Verilen görev A | Kayıtların başından "75 165 L 80" ifadesinin geçtiği satıra kadar olan satırları, "reed bed" yerine "reed marsh" koyarak ve geri kalan her şeyi aynen bırakarak yeniden yaz. Resimleri yanıta dahil etme.

Okuma parçası |
^^^^^^^^

Bill Maher Hakkında: Amerikan Şovenizmi Ve Asalak Bireyselcilik Hakkında Daha Fazla Gözlem
Bu ülkenin gerçek doğası ve tarihiyle, bu ülkede hüküm süren ve dünyaya egemen olan kapitalizm-emperyalizm sistemiyle yüzleşmeleri için insanlara yaptığım genel meydan okumaların bir parçası olarak Bill Maher’e şu meydan okumayı yapmıştım:
HEY BİLL MAHER, AL SANA “SİYASETEN YANLIŞ” VE “İPTAL EDİLEMEYECEK” BİR GERÇEK: AMERİKA HARİKA DEĞİLDİR VE HİÇBİR ZAMAN DA HARİKA OLMADI, DÜNYANIN EN BÜYÜK BASKICISI VE DOĞANIN YOK EDİCİSİ OLMA DIŞINDA.
Bunu Çürütmek İçin Meydan Okumaya Cesaretin Var Mı?
Fakat bu meydan okuma yapıldığından beri, işler Bill Maher için kötüden daha da kötüye gitti.

^^^^^^^^

Verilen bilgiler |
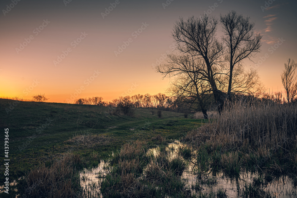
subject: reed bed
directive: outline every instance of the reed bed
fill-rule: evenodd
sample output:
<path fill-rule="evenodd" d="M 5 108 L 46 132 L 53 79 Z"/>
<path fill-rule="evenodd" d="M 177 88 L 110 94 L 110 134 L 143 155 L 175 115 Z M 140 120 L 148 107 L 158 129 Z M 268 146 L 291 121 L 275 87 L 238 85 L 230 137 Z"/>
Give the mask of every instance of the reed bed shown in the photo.
<path fill-rule="evenodd" d="M 297 106 L 241 101 L 227 104 L 221 116 L 189 132 L 185 140 L 205 150 L 215 158 L 215 166 L 230 173 L 238 173 L 244 166 L 296 171 Z"/>
<path fill-rule="evenodd" d="M 75 165 L 80 162 L 78 155 L 67 154 L 49 167 L 43 164 L 34 167 L 23 181 L 23 196 L 38 198 L 78 197 L 79 177 Z"/>

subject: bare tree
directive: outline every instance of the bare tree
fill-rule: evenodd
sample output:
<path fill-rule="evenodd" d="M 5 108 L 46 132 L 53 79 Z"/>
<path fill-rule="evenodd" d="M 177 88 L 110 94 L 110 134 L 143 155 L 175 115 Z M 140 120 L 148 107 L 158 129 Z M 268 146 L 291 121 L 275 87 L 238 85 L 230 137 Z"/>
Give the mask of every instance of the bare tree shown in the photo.
<path fill-rule="evenodd" d="M 34 102 L 44 102 L 48 100 L 49 98 L 47 98 L 44 96 L 44 94 L 40 94 L 34 95 L 33 96 L 32 101 Z"/>
<path fill-rule="evenodd" d="M 227 47 L 226 60 L 230 66 L 227 73 L 229 77 L 227 94 L 230 99 L 234 66 L 246 58 L 251 61 L 251 58 L 260 52 L 262 36 L 260 33 L 255 35 L 255 23 L 250 22 L 249 17 L 244 17 L 235 11 L 221 15 L 220 20 L 225 34 L 222 39 Z"/>
<path fill-rule="evenodd" d="M 285 69 L 281 74 L 288 103 L 297 100 L 297 76 L 295 75 L 296 68 L 297 63 L 289 58 L 288 63 L 285 63 Z"/>
<path fill-rule="evenodd" d="M 198 80 L 204 81 L 202 84 L 209 85 L 220 114 L 228 95 L 230 96 L 231 92 L 256 93 L 255 85 L 259 84 L 257 72 L 243 70 L 242 62 L 253 57 L 259 51 L 261 36 L 259 34 L 254 36 L 254 23 L 249 22 L 249 18 L 232 12 L 226 16 L 221 17 L 221 22 L 223 27 L 226 27 L 223 28 L 225 34 L 228 30 L 230 32 L 229 40 L 227 36 L 223 37 L 222 40 L 217 38 L 218 22 L 214 17 L 206 15 L 200 18 L 192 17 L 186 21 L 180 18 L 176 22 L 172 36 L 182 55 L 175 57 L 172 55 L 167 63 L 161 63 L 156 68 L 164 77 L 187 72 L 196 73 L 195 77 Z M 238 21 L 234 22 L 233 18 Z M 226 22 L 224 25 L 226 20 L 230 21 Z M 229 26 L 232 26 L 232 29 L 229 30 Z M 224 31 L 224 29 L 227 30 Z M 229 49 L 226 50 L 226 48 Z M 191 56 L 195 60 L 196 63 L 192 68 L 182 65 L 187 63 L 182 60 L 183 56 Z M 179 62 L 174 61 L 179 58 L 181 59 Z M 251 91 L 252 88 L 256 90 Z"/>
<path fill-rule="evenodd" d="M 210 104 L 210 91 L 204 62 L 189 54 L 169 55 L 167 63 L 158 69 L 164 74 L 176 76 L 169 92 L 178 99 L 176 102 L 186 108 L 201 111 L 205 119 Z"/>

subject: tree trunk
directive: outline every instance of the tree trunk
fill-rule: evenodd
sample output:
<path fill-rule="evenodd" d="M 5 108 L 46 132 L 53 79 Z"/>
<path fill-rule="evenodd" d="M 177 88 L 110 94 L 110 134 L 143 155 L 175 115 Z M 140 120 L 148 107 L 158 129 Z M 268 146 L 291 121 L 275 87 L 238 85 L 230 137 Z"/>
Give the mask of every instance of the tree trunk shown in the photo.
<path fill-rule="evenodd" d="M 201 109 L 202 113 L 203 114 L 203 116 L 204 119 L 208 119 L 208 116 L 207 116 L 207 112 L 206 109 Z"/>

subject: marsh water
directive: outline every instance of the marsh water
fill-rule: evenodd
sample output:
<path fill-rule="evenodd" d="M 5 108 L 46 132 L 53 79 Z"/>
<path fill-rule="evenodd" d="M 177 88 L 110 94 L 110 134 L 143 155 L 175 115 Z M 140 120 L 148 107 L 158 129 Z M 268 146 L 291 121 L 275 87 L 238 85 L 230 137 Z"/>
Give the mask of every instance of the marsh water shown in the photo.
<path fill-rule="evenodd" d="M 185 144 L 178 141 L 169 144 L 165 148 L 167 157 L 169 160 L 176 157 L 179 154 L 179 148 L 186 146 Z M 149 149 L 147 153 L 156 156 L 160 150 L 157 146 Z M 182 158 L 187 165 L 181 175 L 181 179 L 186 182 L 187 190 L 190 191 L 192 194 L 208 194 L 220 189 L 225 192 L 226 197 L 242 197 L 242 189 L 244 186 L 248 186 L 253 182 L 254 178 L 258 177 L 258 173 L 250 171 L 241 171 L 239 175 L 234 177 L 226 175 L 222 171 L 212 171 L 211 169 L 203 173 L 197 174 L 195 163 L 197 154 L 195 154 L 194 149 L 192 151 L 192 157 Z M 81 185 L 85 194 L 92 195 L 94 197 L 102 197 L 100 191 L 100 184 L 106 176 L 108 167 L 108 162 L 102 160 L 97 167 L 91 169 L 85 169 L 81 172 Z M 145 170 L 145 168 L 144 171 Z M 274 176 L 269 182 L 266 182 L 264 189 L 269 192 L 272 197 L 297 197 L 296 184 L 294 184 L 292 179 L 294 178 L 296 178 L 296 175 Z M 296 183 L 296 181 L 295 182 Z"/>

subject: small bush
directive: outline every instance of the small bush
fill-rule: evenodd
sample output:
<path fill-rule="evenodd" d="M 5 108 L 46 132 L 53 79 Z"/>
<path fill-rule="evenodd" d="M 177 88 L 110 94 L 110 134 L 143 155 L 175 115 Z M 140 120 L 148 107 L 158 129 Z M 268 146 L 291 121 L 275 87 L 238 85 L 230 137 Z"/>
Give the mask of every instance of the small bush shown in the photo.
<path fill-rule="evenodd" d="M 47 98 L 44 96 L 44 94 L 40 94 L 33 96 L 32 101 L 33 102 L 44 102 L 46 101 L 49 98 Z"/>
<path fill-rule="evenodd" d="M 158 110 L 157 112 L 157 115 L 158 115 L 158 117 L 160 118 L 162 117 L 162 111 L 161 110 Z"/>
<path fill-rule="evenodd" d="M 120 97 L 116 106 L 124 115 L 132 116 L 134 114 L 133 103 L 131 101 L 130 96 Z"/>

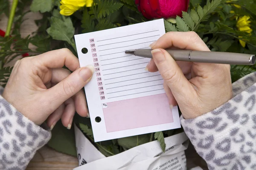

^^^^^^^^

Verilen görev B | Bill Maher hakkındaki yazıya göre Bill Maher'e yöneltilen meydan okuma hangi amaçla yapılmıştır?

Tam yanıt A |
subject: reed marsh
directive: outline every instance of the reed marsh
fill-rule: evenodd
sample output:
<path fill-rule="evenodd" d="M 5 108 L 46 132 L 53 79 Z"/>
<path fill-rule="evenodd" d="M 177 88 L 110 94 L 110 134 L 143 155 L 175 115 Z M 140 120 L 148 107 L 158 129 Z M 268 146 L 291 121 L 275 87 L 238 85 L 230 137 Z"/>
Give the mask of every instance of the reed marsh shown in the photo.
<path fill-rule="evenodd" d="M 297 106 L 241 101 L 227 104 L 221 116 L 189 132 L 185 140 L 205 150 L 215 158 L 215 166 L 230 173 L 238 173 L 244 166 L 296 171 Z"/>
<path fill-rule="evenodd" d="M 75 165 L 80 162 L 78 155 L 67 154 L 49 167 L 43 164 L 34 167 L 23 181 L 23 196 L 38 198 L 78 197 L 79 177 Z"/>

Tam yanıt B | Bu meydan okuma, insanlara yöneltilen genel meydan okumaların bir parçasıdır. O meydan okumaların amacı, insanların bu ülkenin gerçek doğası ve tarihiyle yüzleşmesidir. Ayrıca bu ülkede hüküm süren ve dünyaya egemen olan kapitalizm-emperyalizm sistemiyle yüzleşmeleri de amaçlanmaktadır.